» УСЛОВИЯ ЗАДАНИЯ:
1/ Почему автор текста о врачебной этике может спокойно входить в больницы Соединенного Королевства, не опасаясь иска от пациента? Ответьте в одном–трех предложениях.
2/ Продолжите текст о врачебной этике, начав сразу после его последнего предложения.

Но какова гарантия качества рекомендаций клинических комиссий по этике – а, кстати, и таких специалистов в области врачебной этики как я сам? Всякий читатель этой книги вправе объявить себя специалистом в области этики и предложить свои услуги в качестве консультанта.
Будучи председателем клинической этической комиссии или менеджером госпиталя, я сам задал бы подобный вопрос: если бы кто-нибудь выдвинул обвинение в небрежности против какой-нибудь рекомендации комиссии, что могло бы показать изучение процесса принятия решения? Сумели ли бы мы сами доказать, что тщательно изучили все детали? Страсть к точности не только является необходимой чертой великих клиницистов и комитетов, в каждом случае она увеличивает возможный уровень юридической защиты.
Базовый путеводитель по медицинской халатности для врачей, пациентов и родственников
Слово «халатность» вселяет особый страх в докторов. Посещая больницы в Соединенном Королевстве, я спокойно вхожу в них, испытывая полную уверенность в том, что ни один пациент не подаст на меня в суд, даже после того, как свалится в приступе у меня на глазах. Я не обязан заботиться о больных, и потому не в состоянии проявить небрежность или халатность при их лечении. Врачи, напротив, обязаны заботиться о пациентах, откуда и проистекает возможность существования такого нарушения и его обсуждения.

» ИСХОДНЫЕ ДАННЫЕ:
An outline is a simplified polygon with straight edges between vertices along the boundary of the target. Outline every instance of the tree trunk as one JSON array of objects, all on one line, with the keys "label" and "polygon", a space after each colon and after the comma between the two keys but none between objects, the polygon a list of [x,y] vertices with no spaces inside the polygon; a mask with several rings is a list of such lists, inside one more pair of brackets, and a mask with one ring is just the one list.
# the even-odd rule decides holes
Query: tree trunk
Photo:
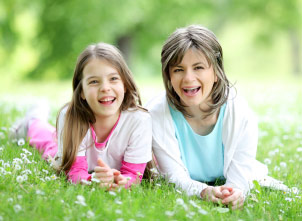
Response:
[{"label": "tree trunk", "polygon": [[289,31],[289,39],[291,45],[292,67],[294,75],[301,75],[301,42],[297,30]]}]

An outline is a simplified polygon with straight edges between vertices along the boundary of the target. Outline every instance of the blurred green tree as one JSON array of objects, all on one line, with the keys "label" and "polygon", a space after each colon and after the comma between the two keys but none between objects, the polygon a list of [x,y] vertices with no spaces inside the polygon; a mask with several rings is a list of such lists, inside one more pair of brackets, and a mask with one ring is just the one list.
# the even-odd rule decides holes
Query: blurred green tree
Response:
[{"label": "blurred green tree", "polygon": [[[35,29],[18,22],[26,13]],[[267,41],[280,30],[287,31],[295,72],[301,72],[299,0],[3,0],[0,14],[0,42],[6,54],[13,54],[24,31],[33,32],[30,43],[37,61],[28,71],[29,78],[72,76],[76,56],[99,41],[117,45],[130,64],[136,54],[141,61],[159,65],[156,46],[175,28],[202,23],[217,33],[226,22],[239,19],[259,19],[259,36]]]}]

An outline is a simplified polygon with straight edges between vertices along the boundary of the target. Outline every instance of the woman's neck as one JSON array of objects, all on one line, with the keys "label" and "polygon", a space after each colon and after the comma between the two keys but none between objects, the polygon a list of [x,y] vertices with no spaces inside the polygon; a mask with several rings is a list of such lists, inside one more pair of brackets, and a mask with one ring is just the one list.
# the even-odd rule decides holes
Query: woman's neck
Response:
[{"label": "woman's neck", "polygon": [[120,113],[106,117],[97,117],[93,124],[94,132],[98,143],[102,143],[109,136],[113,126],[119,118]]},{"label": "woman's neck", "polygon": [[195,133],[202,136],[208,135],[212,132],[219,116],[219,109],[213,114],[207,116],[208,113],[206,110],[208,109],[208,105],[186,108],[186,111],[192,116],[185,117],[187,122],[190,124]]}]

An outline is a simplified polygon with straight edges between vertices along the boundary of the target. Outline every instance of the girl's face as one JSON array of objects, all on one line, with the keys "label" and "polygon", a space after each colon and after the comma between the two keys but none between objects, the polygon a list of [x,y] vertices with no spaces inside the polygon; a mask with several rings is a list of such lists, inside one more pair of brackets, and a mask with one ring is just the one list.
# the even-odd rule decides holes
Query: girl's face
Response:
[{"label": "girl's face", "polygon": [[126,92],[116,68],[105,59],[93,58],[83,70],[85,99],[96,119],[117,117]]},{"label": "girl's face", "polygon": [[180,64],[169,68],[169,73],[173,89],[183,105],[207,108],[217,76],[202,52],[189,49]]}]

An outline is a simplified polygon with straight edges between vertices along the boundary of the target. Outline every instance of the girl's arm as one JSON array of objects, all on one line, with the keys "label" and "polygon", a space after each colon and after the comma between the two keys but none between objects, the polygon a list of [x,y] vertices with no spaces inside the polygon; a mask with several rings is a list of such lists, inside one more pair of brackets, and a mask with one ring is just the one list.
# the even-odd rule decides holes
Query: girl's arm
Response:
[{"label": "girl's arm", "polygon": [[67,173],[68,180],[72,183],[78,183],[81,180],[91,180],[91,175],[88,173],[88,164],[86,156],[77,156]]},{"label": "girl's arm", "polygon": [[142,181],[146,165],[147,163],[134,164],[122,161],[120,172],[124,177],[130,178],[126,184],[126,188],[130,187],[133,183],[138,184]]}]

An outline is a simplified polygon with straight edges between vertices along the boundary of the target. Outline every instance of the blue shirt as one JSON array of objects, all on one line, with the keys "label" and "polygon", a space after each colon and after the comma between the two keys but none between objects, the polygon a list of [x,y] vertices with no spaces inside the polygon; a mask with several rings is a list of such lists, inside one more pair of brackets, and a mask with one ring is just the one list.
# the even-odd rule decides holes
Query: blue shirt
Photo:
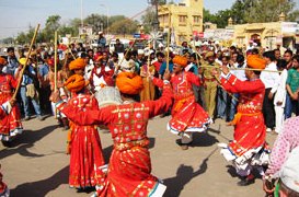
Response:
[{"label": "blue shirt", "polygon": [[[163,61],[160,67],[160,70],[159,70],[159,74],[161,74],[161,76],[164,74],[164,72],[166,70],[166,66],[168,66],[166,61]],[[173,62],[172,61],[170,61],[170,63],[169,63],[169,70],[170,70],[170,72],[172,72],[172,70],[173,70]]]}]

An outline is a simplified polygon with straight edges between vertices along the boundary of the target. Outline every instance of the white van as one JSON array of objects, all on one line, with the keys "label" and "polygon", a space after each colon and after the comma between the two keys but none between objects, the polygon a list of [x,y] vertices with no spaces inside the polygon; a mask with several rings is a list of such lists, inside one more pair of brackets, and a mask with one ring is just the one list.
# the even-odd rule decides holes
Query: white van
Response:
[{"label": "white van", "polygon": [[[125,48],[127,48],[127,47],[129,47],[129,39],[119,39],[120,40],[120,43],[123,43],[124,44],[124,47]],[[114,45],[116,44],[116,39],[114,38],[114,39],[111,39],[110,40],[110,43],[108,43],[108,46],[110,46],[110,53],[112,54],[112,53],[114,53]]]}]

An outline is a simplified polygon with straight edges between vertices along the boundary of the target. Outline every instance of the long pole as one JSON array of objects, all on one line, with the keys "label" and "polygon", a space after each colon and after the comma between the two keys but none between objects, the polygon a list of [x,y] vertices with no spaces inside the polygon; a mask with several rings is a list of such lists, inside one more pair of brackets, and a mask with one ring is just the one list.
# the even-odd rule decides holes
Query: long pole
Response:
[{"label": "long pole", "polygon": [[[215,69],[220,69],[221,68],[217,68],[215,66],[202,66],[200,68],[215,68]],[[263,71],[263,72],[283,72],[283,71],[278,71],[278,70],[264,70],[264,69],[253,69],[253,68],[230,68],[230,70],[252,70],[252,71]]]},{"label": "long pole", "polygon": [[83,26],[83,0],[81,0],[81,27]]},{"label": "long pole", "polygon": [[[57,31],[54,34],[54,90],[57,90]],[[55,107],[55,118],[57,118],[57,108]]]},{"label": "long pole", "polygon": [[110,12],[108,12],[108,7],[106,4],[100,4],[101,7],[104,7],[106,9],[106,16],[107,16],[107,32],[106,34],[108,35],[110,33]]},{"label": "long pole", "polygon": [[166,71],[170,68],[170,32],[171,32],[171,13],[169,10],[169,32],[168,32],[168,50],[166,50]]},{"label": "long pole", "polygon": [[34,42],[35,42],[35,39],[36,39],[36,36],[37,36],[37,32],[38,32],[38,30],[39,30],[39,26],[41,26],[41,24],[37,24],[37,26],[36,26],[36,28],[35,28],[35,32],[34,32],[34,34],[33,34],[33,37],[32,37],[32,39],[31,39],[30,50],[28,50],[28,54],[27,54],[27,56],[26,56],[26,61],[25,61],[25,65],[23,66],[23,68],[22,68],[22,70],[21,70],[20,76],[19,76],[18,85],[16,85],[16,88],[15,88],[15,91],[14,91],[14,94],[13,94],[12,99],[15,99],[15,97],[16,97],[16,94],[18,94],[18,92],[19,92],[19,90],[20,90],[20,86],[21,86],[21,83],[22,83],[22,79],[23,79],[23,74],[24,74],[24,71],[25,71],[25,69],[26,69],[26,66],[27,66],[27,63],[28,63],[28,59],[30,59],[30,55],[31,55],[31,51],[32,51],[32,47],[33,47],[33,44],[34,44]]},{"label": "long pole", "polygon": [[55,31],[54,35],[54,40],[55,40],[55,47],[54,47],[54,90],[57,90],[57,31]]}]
--
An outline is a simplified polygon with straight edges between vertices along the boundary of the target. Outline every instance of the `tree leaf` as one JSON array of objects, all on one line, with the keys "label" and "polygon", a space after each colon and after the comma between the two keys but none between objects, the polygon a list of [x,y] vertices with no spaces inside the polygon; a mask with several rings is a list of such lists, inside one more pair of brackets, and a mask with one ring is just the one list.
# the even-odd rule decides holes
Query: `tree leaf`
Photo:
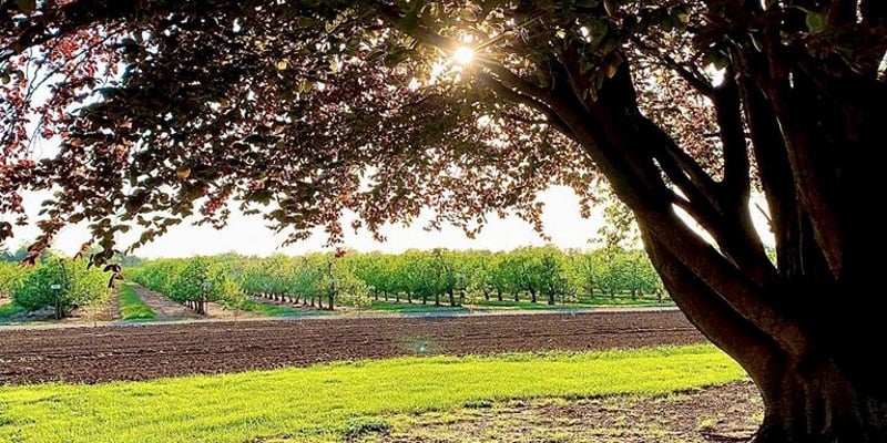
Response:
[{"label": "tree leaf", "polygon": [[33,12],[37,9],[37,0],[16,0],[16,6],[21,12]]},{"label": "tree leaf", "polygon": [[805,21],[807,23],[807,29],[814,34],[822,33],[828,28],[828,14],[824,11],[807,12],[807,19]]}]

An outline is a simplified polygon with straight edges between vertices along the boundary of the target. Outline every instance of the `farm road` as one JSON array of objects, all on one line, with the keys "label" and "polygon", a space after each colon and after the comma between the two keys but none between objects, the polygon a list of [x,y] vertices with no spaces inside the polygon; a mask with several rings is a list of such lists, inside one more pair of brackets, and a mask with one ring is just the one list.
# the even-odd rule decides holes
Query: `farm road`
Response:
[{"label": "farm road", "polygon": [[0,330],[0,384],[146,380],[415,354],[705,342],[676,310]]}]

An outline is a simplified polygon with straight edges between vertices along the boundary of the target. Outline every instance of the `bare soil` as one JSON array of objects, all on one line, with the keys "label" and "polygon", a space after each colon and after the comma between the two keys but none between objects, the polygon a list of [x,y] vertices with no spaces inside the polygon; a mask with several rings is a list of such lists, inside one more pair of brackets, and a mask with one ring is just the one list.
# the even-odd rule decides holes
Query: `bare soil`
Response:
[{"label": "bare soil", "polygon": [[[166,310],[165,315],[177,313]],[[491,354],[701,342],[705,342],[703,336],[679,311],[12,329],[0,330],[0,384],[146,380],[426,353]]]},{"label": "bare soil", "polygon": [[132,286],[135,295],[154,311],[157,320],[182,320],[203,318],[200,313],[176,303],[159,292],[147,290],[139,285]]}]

» ПИСЬМЕННЫЕ ОТВЕТЫ:
1/ Автор не обязан заботиться о больных, поэтому не может проявить небрежность или халатность при их лечении. У врачей такая обязанность есть, и поэтому только их можно обвинить в подобном нарушении.

2/
Оказавшись за воротами своей больницы, обязан ли врач остановиться на обочине, чтобы помочь занемогшему, или ответить на зов, полный страха и надежды: «Есть ли поблизости доктор?» Если медики откликаются в таких ситуациях, значит, принимают на себя долг оказания помощи. Захворавший становится их пациентом. Но, вообще говоря, обязаны ли они немедленно бросаться на помощь?
Здесь закон и этика направляются в разные стороны. Согласно законам Соединенного Королевства, проезжающий/проходящий рядом доктор не имеет юридической обязанности помогать занемогшему. Однако руководство Генерального медицинского совета «Надлежащая медицинская практика» утверждает: «В случае экстренной ситуации, если таковая возникнет, следует предложить помощь с учетом собственной безопасности, компетенции и наличия альтернативных вариантов». Отсюда следует, что не оказавший помощи доктор может призывать на защиту закон и смириться с осуждением, предусмотренным позицией Генерального медицинского совета. В этой ситуации Совет предлагает более высокую этическую норму, чем требуется согласно закону.
Традиционная медицинская этика в нормальных обстоятельствах также осудит врача, не откликнувшегося на призыв о помощи. В своей книге «Закон и этика для врачей» (1958) Стивен Хэдфилд утверждает, что «врач должен оказать необходимую помощь в неотложной ситуации в том случае, если ее не может предоставить никто другой, кроме него». Этика действий врача базируется на благородном желании помогать людям, нуждающимся в медицинской помощи. В этом сам смысл существования врача. Рассуждая на языке добродетели, врач, не замечающий призыв о помощи, может проявлять эгоизм и трусость, а также отсутствие доброжелательности и сочувствия.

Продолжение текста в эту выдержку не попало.